Work required:
Reproduce the entries from the line containing "Would you mind pointing at the palm" up to and including the line containing "column 206, row 120", swapping "palm tree" for "coconut tree". Leave everything else unchanged.

Provided records:
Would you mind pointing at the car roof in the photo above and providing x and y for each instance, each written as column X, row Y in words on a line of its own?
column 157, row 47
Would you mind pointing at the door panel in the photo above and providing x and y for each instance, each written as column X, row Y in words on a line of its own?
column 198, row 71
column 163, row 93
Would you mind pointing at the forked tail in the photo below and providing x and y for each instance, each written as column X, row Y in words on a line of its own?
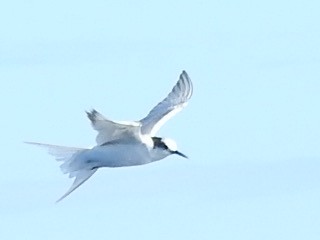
column 72, row 164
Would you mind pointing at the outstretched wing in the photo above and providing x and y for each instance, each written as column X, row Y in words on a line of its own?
column 172, row 104
column 110, row 130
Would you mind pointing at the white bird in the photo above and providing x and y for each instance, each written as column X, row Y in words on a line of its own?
column 121, row 144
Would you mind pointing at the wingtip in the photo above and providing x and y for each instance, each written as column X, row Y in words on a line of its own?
column 92, row 115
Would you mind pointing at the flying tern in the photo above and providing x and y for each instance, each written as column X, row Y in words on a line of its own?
column 121, row 144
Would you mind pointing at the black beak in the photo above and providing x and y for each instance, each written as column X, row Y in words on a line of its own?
column 180, row 154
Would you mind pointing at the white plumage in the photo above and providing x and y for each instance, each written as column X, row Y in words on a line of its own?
column 122, row 144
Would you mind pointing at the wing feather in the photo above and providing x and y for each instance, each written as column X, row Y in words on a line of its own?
column 110, row 130
column 175, row 101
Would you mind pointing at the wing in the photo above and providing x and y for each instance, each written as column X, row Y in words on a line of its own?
column 172, row 104
column 110, row 130
column 81, row 177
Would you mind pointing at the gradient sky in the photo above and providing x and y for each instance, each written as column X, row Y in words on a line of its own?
column 251, row 129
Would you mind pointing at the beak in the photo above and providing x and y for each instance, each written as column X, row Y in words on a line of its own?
column 180, row 154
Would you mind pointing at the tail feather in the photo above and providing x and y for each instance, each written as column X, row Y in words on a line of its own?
column 72, row 164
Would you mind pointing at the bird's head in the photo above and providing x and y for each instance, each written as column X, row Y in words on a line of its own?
column 164, row 147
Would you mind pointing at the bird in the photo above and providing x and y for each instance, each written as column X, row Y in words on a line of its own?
column 123, row 143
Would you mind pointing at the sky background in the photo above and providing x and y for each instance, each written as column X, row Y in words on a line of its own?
column 251, row 129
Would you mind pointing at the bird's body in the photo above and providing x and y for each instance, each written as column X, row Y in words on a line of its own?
column 123, row 144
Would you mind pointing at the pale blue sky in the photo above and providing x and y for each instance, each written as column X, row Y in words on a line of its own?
column 251, row 130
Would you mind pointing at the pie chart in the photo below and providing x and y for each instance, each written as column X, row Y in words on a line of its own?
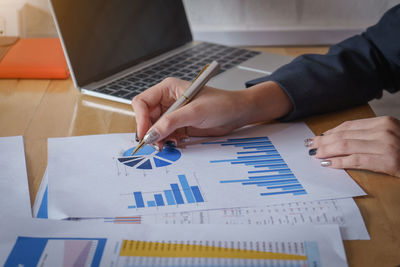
column 148, row 158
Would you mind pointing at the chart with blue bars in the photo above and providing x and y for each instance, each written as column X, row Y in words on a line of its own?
column 265, row 166
column 148, row 158
column 176, row 194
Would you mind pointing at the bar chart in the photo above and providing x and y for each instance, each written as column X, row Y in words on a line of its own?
column 265, row 166
column 148, row 158
column 213, row 253
column 176, row 194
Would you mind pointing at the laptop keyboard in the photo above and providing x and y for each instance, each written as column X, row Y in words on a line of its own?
column 185, row 65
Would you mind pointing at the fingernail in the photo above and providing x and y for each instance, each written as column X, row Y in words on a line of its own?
column 155, row 147
column 326, row 163
column 136, row 138
column 312, row 152
column 184, row 140
column 151, row 137
column 308, row 142
column 170, row 143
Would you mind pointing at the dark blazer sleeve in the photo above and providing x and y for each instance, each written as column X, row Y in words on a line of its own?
column 351, row 73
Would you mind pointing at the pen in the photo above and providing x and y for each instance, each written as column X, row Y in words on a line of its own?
column 197, row 84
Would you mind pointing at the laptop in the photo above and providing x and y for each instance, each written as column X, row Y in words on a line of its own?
column 117, row 49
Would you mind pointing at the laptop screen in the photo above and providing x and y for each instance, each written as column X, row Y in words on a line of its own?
column 103, row 37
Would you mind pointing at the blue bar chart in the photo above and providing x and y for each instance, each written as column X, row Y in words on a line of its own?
column 177, row 194
column 265, row 166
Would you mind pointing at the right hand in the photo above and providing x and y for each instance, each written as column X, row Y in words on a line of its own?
column 212, row 112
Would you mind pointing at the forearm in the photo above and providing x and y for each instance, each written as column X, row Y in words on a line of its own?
column 352, row 73
column 264, row 102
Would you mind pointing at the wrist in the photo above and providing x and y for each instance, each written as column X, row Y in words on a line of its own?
column 267, row 101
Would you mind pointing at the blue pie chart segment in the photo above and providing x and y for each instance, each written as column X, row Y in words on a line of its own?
column 148, row 158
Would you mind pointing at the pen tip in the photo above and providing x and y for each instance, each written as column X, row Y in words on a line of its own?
column 137, row 148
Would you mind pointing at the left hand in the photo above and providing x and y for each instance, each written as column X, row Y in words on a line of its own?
column 370, row 144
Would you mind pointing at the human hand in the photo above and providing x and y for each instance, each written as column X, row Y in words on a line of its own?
column 212, row 112
column 370, row 144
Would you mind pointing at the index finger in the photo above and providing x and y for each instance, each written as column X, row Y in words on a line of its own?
column 158, row 96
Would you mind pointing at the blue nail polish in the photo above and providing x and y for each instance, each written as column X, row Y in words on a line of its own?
column 312, row 152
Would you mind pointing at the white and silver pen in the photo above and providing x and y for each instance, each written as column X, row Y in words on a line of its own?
column 197, row 84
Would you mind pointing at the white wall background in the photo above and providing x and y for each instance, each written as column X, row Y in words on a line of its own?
column 234, row 22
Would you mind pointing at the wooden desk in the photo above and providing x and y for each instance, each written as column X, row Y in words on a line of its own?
column 39, row 109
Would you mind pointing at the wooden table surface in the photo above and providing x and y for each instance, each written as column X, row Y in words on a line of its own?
column 39, row 109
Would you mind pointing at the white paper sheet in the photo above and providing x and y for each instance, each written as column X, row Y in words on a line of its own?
column 14, row 192
column 343, row 212
column 89, row 176
column 57, row 243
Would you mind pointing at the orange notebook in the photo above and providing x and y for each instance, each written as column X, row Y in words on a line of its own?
column 41, row 58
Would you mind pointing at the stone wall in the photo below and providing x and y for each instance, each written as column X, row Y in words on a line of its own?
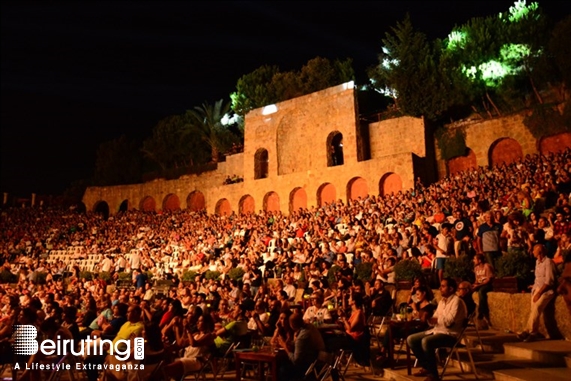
column 296, row 134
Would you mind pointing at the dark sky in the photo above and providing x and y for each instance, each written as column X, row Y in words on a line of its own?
column 75, row 74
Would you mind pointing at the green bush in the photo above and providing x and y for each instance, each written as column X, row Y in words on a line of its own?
column 407, row 270
column 7, row 277
column 236, row 273
column 461, row 268
column 106, row 276
column 516, row 264
column 212, row 275
column 364, row 271
column 125, row 276
column 188, row 276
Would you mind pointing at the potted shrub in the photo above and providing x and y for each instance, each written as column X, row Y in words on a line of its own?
column 405, row 272
column 460, row 269
column 514, row 272
column 364, row 270
column 7, row 276
column 236, row 273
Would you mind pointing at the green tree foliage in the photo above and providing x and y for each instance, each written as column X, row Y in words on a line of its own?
column 117, row 162
column 169, row 147
column 267, row 85
column 408, row 73
column 207, row 122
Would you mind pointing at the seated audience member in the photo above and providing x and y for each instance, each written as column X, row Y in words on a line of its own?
column 448, row 323
column 317, row 311
column 303, row 351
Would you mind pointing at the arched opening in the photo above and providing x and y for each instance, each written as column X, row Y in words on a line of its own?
column 297, row 200
column 171, row 202
column 272, row 202
column 223, row 207
column 247, row 205
column 555, row 143
column 462, row 163
column 148, row 204
column 390, row 183
column 101, row 208
column 357, row 187
column 261, row 164
column 335, row 149
column 195, row 201
column 124, row 206
column 326, row 194
column 504, row 151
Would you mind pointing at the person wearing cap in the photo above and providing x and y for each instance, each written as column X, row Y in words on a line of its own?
column 317, row 311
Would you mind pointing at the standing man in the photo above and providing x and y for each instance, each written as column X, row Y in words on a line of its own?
column 543, row 290
column 444, row 247
column 462, row 233
column 448, row 323
column 484, row 277
column 488, row 242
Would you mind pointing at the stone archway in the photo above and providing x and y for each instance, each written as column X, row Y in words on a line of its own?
column 504, row 151
column 171, row 202
column 223, row 207
column 357, row 187
column 326, row 194
column 297, row 199
column 555, row 143
column 101, row 207
column 272, row 202
column 462, row 163
column 247, row 205
column 124, row 206
column 261, row 164
column 195, row 201
column 390, row 183
column 148, row 204
column 334, row 147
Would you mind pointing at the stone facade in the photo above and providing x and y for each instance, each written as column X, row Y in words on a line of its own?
column 497, row 141
column 313, row 149
column 290, row 152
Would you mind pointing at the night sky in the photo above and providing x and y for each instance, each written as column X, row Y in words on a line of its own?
column 76, row 74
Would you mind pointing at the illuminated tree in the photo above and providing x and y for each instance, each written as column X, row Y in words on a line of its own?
column 407, row 72
column 209, row 122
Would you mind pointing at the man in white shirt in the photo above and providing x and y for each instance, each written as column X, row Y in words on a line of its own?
column 317, row 312
column 448, row 323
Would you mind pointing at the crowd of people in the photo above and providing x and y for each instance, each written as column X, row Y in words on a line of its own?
column 481, row 213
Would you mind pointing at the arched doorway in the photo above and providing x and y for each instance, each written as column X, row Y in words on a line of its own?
column 504, row 151
column 462, row 163
column 261, row 164
column 335, row 149
column 272, row 202
column 357, row 187
column 195, row 201
column 247, row 205
column 148, row 204
column 101, row 208
column 297, row 200
column 390, row 183
column 223, row 207
column 326, row 194
column 124, row 206
column 171, row 202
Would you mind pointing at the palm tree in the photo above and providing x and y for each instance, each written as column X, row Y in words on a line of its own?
column 206, row 120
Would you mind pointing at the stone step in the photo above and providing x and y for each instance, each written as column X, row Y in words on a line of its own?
column 551, row 353
column 533, row 374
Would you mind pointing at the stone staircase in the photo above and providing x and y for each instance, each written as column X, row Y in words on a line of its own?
column 504, row 358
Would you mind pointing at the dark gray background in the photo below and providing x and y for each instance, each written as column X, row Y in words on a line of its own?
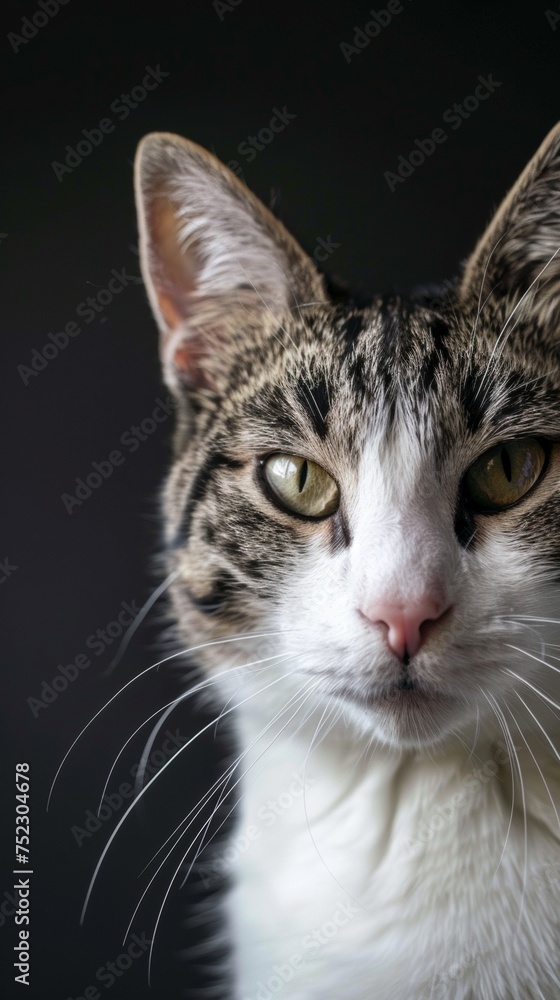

Exercise output:
Would you mind pointing at the coconut tree in the photo above and providing x and y for each instance, each written as column X, row Y in words on a line of its own?
column 206, row 120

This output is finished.